O problema. No trecho do documento abaixo sobre a crise econômica de 2008, em que mercado a crise teve origem?

Trecho do documento.
◆ ◆ ◆ ◆
A crise econômica de 2008, também conhecida como a crise do subprime, teve origem no mercado imobiliário dos Estados Unidos da América. Apesar de pouco visível, uma das mais relevantes protagonistas desta hecatombe foi uma companhia norte-americana chamada Mortage Electronic Registration Systems, Inc. (MERS, Inc.), a qual serviu como um tapume para a “podridão” de boa parte dos créditos hipotecários que ruíram e geraram um nefasto efeito dominó na economia mundial.
Se é verdade que a MERS, Inc. não teve papel relevante na gênese do problema – que nasceu com a inadimplência de créditos mal concedidos, é igualmente verdade que ela dificultou a quantificação do risco de crédito dos ativos que eram securitizados em produtos que tinham como lastro recebíveis imobiliários oriundos destas hipotecas, cuja má qualidade jurídica foi também ocultada pela MERS.
◆ ◆ ◆ ◆
Registros de um conjunto de dados
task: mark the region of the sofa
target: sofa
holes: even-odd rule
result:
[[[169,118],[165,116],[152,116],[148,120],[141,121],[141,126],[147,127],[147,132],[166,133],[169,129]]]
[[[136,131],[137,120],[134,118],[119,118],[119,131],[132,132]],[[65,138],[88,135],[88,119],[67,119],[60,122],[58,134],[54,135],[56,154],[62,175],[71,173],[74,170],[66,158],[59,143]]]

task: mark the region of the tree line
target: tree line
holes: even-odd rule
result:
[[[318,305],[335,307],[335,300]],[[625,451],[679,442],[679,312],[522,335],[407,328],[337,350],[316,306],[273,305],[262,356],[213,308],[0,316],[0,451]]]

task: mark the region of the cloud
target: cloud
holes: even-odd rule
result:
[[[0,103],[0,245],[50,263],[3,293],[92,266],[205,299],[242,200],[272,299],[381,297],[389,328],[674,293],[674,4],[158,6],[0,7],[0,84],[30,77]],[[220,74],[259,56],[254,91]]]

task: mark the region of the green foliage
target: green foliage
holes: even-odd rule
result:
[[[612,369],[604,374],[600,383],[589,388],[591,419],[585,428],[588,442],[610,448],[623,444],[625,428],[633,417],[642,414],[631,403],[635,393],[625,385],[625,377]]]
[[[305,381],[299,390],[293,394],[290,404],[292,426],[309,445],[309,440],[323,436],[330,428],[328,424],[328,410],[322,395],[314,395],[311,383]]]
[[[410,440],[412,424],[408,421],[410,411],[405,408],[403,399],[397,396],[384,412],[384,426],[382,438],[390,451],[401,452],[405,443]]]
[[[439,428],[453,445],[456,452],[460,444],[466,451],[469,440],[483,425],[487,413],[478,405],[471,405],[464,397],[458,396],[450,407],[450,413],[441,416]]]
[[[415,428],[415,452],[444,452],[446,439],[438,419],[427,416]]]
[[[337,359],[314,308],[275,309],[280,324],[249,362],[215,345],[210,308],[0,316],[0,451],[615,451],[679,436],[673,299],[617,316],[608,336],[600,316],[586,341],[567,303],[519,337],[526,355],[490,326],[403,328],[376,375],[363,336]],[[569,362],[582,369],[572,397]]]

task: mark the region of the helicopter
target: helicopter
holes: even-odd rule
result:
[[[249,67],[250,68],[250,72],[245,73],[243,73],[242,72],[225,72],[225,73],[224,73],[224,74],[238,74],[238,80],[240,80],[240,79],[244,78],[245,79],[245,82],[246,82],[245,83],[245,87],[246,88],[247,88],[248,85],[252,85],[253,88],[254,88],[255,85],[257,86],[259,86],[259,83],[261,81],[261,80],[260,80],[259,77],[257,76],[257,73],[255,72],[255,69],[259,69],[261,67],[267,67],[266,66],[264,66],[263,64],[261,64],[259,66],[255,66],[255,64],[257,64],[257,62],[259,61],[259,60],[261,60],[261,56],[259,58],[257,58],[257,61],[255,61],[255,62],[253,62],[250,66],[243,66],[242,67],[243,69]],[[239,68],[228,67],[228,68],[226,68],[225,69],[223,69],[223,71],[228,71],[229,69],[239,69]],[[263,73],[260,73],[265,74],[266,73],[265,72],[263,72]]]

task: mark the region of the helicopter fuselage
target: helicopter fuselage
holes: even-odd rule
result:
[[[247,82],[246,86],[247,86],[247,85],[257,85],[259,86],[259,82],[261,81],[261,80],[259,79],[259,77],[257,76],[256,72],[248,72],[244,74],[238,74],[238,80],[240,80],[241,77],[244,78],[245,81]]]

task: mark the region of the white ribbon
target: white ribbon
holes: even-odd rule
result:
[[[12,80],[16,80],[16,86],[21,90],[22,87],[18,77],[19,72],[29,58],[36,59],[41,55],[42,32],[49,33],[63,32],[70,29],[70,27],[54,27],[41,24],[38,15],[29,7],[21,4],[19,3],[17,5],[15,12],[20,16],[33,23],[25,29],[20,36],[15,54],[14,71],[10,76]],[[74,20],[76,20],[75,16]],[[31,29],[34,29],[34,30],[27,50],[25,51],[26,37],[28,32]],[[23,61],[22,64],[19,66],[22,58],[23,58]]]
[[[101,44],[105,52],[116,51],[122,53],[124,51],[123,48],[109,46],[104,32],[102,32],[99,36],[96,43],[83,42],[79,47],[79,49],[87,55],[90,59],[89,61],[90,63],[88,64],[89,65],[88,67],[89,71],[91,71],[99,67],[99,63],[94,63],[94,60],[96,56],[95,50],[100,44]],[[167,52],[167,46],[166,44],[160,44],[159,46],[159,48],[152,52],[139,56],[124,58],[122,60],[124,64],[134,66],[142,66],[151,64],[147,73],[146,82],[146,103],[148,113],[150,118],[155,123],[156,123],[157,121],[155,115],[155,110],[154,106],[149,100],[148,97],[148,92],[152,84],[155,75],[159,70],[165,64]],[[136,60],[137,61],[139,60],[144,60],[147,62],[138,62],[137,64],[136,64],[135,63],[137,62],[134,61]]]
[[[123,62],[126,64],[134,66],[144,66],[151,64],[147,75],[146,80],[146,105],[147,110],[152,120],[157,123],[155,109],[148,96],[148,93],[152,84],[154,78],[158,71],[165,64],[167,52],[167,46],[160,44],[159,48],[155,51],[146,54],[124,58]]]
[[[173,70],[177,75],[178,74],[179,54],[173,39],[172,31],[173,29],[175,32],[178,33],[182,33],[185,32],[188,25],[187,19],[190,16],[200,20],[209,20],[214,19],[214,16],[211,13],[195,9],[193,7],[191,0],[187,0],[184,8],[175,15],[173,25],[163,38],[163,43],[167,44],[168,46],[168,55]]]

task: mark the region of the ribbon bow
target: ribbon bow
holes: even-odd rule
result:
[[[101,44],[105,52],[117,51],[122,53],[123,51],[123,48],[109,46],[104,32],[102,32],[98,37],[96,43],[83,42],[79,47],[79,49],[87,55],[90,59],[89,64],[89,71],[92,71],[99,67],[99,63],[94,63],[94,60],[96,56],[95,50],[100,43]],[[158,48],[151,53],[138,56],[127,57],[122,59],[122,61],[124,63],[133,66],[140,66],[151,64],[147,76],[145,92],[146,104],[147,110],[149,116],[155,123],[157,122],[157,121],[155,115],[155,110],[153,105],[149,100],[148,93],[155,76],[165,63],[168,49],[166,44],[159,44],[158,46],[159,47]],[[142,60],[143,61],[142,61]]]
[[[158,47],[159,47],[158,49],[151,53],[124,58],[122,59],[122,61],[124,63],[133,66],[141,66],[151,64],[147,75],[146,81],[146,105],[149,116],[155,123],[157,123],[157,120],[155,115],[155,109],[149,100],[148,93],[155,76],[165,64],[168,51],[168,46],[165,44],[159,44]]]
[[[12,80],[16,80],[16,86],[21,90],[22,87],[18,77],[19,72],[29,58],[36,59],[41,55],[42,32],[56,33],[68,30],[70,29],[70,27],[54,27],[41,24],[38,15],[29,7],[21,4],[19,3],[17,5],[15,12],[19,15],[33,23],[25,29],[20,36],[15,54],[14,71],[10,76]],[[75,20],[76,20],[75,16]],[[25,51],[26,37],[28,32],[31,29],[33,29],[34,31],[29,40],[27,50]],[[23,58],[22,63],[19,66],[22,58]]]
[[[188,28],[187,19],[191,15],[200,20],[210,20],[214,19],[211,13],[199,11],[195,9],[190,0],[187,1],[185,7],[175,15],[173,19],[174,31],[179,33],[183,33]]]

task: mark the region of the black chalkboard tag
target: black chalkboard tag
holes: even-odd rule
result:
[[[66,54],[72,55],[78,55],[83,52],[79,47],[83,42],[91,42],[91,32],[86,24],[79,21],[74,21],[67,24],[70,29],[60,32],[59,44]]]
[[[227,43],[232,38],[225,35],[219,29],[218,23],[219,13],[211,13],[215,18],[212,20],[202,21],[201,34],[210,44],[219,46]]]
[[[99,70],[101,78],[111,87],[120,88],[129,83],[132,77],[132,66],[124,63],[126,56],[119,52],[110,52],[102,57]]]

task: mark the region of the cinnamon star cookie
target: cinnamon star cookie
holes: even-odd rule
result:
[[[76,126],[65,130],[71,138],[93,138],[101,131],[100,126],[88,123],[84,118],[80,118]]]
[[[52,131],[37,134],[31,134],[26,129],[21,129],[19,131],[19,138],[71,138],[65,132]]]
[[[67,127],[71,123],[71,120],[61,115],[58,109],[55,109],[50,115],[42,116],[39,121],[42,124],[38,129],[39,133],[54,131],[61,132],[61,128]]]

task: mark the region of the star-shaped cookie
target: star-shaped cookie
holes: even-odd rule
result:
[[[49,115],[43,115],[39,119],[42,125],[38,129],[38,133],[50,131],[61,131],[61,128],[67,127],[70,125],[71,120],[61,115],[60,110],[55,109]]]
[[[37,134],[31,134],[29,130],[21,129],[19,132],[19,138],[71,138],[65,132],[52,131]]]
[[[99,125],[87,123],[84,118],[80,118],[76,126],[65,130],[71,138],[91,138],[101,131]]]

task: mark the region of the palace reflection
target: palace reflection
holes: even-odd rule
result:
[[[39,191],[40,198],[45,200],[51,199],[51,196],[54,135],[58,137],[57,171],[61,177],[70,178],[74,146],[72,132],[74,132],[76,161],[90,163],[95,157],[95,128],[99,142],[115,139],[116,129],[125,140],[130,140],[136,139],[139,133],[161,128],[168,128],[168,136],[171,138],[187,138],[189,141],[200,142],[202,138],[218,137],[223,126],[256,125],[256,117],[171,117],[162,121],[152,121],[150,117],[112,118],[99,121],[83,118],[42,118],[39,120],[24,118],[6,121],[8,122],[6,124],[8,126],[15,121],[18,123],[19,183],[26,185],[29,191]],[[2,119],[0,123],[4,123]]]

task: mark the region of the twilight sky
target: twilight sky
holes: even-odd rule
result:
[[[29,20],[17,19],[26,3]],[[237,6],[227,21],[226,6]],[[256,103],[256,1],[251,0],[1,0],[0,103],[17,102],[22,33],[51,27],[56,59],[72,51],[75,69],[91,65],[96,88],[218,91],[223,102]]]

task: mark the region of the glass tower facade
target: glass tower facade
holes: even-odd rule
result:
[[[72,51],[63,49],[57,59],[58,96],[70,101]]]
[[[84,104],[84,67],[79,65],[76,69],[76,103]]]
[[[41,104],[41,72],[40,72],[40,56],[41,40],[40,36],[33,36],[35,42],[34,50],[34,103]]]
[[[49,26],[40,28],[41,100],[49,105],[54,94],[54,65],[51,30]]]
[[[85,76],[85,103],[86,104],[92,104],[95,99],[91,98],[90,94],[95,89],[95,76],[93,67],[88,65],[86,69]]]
◆ ◆ ◆ ◆
Resolução do exercício. No mercado imobiliário dos Estados Unidos da América.